**PROBLEM STATEMENT**
How would you say this sentence from the forum thread below in French: "Wire-cutters are fitted to the muzzles of their rifles."?

**EXTRACT TO READ**
# Help with a picture



## Edward Campbell (18 Apr 2016)

Can anyone help me with a bit more info about the attached picture.

What I found on my own, my Google-fu is not strong, says: "*Soldiers of a Scottish Canadian regiment move up to the start line for the 2nd Battle of Cambrai 1918. Wire-cutters are fitted to the muzzles of their rifles.*"

Can anyone provide more information, please? I'm just curious, I saw the image on a friends social media feed and I assumed from the shape of the Div patch, that they were Canadians and, from the kilts, that it was 1914-18, but ...


----------



## expwor (18 Apr 2016)

E.R. Campbell said:
			
		

> Can anyone help me with a bit more info about the attached picture.
> 
> What I found on my own, my Google-fu is not strong, says: "*Soldiers of a Scottish Canadian regiment move up to the start line for the 2nd Battle of Cambrai 1918. Wire-cutters are fitted to the muzzles of their rifles.*"
> 
> Can anyone provide more information, please? I'm just curious, I saw the image on a friends social media feed and I assumed from the shape of the Div patch, that they were Canadians and, from the kilts, that it was 1914-18, but ...



Well hopefully my Google-fu is helpful.  Actually using tineye.com I came up with this link
http://www.xmarksthescot.com/forum/f105/canadas-highland-regiments-59614/index5.html
Scroll down to BoldHighlander's post on that site and he says it is 42nd Highlanders of Canada at Canal du Nord 1918
Hope that helps

Tom


----------



## Blackadder1916 (18 Apr 2016)

While it doesn't identify the regiment, a somewhat expanded view with a (possibly contemporary) caption found on The Regimental Rogue.







(Edited to add)

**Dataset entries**

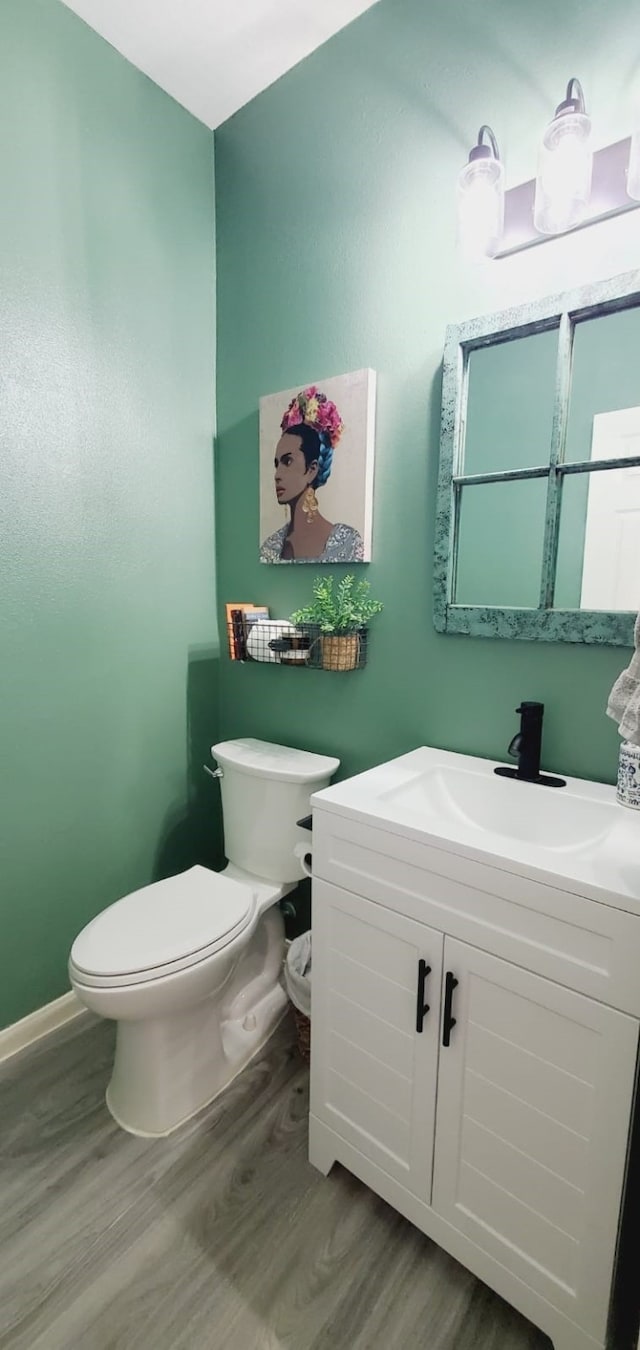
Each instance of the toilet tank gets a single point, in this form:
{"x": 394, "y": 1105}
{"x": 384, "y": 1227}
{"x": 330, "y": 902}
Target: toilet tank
{"x": 265, "y": 790}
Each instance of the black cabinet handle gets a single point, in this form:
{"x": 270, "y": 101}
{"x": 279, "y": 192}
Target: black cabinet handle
{"x": 421, "y": 1007}
{"x": 448, "y": 1021}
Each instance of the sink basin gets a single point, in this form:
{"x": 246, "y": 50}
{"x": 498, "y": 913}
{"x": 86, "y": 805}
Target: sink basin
{"x": 575, "y": 836}
{"x": 555, "y": 818}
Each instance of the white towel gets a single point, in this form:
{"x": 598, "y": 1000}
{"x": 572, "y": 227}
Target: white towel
{"x": 624, "y": 699}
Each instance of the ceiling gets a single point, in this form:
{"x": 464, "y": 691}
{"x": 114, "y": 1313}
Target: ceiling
{"x": 214, "y": 56}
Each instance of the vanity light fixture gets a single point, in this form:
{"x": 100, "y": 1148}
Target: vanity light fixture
{"x": 565, "y": 166}
{"x": 481, "y": 199}
{"x": 575, "y": 186}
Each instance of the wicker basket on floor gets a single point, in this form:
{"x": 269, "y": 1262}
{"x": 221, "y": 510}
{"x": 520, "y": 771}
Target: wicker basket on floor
{"x": 303, "y": 1032}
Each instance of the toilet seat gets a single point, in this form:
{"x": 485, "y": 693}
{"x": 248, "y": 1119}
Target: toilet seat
{"x": 162, "y": 928}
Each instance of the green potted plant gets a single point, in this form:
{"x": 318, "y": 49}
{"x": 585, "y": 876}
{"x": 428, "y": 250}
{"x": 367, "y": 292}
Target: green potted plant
{"x": 339, "y": 614}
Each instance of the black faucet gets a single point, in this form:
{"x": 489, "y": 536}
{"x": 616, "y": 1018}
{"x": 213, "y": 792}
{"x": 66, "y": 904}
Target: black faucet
{"x": 525, "y": 747}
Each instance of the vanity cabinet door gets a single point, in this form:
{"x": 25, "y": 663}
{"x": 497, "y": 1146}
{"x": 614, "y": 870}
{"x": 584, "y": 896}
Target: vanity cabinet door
{"x": 376, "y": 1001}
{"x": 534, "y": 1103}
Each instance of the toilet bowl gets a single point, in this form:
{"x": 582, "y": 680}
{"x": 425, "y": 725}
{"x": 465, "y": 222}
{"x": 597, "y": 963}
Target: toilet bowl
{"x": 189, "y": 967}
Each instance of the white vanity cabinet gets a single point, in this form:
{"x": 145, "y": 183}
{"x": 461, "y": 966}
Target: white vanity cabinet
{"x": 466, "y": 1065}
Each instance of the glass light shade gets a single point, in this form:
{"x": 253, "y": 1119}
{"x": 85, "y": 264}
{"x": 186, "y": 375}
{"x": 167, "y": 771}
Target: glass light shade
{"x": 565, "y": 165}
{"x": 481, "y": 207}
{"x": 633, "y": 170}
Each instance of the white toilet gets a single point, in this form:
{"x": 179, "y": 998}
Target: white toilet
{"x": 191, "y": 967}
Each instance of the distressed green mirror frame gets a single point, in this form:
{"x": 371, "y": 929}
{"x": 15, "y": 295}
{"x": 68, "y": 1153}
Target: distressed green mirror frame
{"x": 544, "y": 623}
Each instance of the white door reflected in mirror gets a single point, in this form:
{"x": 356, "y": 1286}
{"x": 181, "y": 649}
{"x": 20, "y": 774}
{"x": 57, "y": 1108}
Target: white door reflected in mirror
{"x": 610, "y": 574}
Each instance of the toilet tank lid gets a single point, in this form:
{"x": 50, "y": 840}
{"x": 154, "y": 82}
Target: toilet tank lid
{"x": 262, "y": 759}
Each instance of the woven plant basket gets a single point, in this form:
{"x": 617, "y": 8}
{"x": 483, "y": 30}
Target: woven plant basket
{"x": 303, "y": 1032}
{"x": 340, "y": 652}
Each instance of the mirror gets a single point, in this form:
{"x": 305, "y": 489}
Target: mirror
{"x": 539, "y": 492}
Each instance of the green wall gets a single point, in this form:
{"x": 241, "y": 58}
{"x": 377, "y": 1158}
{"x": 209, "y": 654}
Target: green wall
{"x": 335, "y": 200}
{"x": 108, "y": 636}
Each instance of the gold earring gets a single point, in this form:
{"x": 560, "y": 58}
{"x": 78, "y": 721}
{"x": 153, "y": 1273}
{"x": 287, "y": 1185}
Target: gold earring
{"x": 309, "y": 505}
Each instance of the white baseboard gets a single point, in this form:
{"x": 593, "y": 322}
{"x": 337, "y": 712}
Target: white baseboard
{"x": 39, "y": 1023}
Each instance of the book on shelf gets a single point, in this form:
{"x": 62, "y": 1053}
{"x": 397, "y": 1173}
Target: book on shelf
{"x": 241, "y": 616}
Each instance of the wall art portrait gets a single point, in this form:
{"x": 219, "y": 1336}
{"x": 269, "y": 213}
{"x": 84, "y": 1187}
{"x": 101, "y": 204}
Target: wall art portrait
{"x": 316, "y": 471}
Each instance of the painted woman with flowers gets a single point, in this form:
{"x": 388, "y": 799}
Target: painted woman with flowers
{"x": 311, "y": 429}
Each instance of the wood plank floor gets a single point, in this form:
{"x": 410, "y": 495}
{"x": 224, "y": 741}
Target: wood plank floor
{"x": 219, "y": 1238}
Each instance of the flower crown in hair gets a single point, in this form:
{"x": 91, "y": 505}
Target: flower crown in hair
{"x": 316, "y": 411}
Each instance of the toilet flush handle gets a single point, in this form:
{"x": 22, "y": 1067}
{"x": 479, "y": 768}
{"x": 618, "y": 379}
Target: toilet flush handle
{"x": 215, "y": 772}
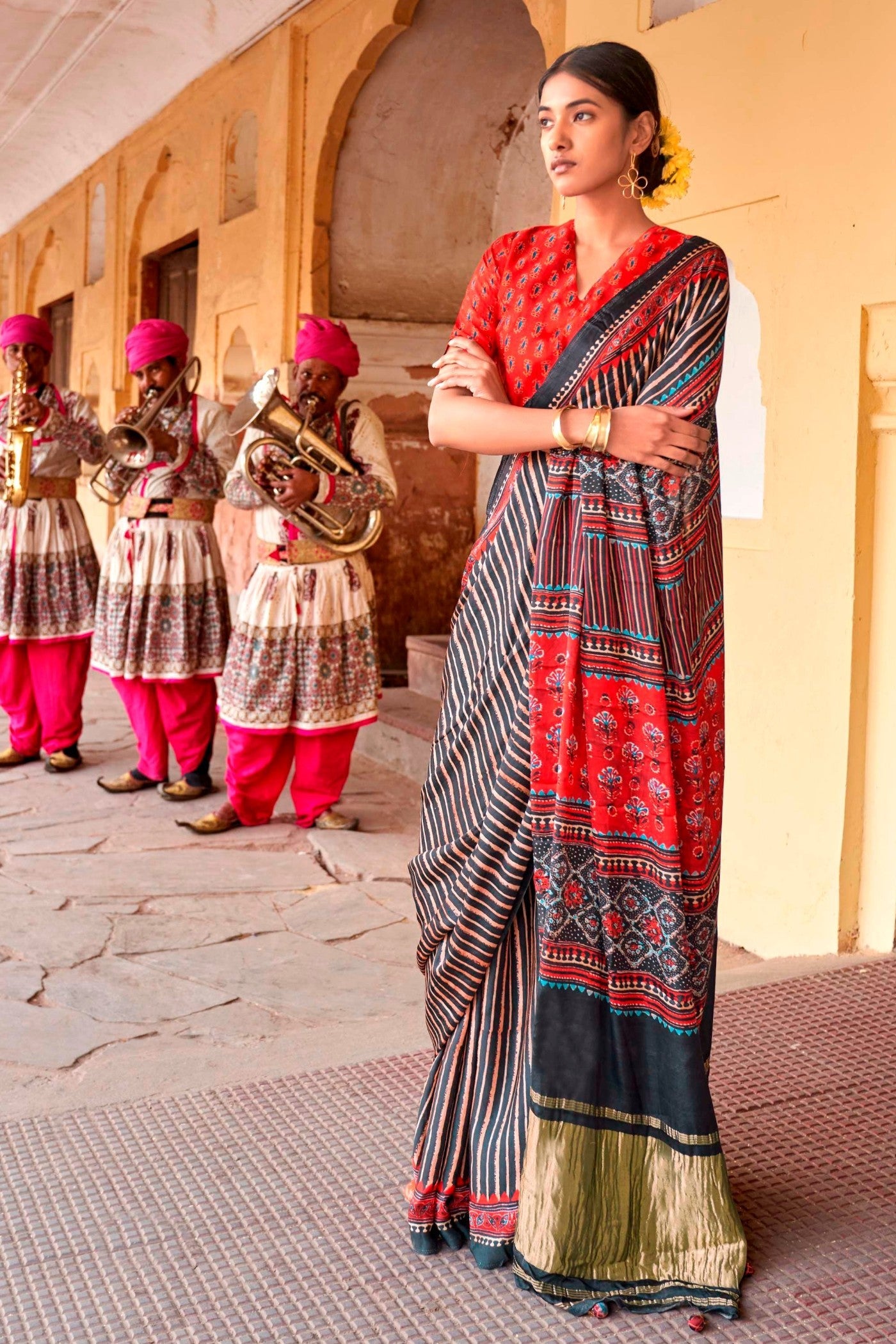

**EXPECTED ANSWER**
Des cisailles sont fixées à la bouche du canon de leurs fusils.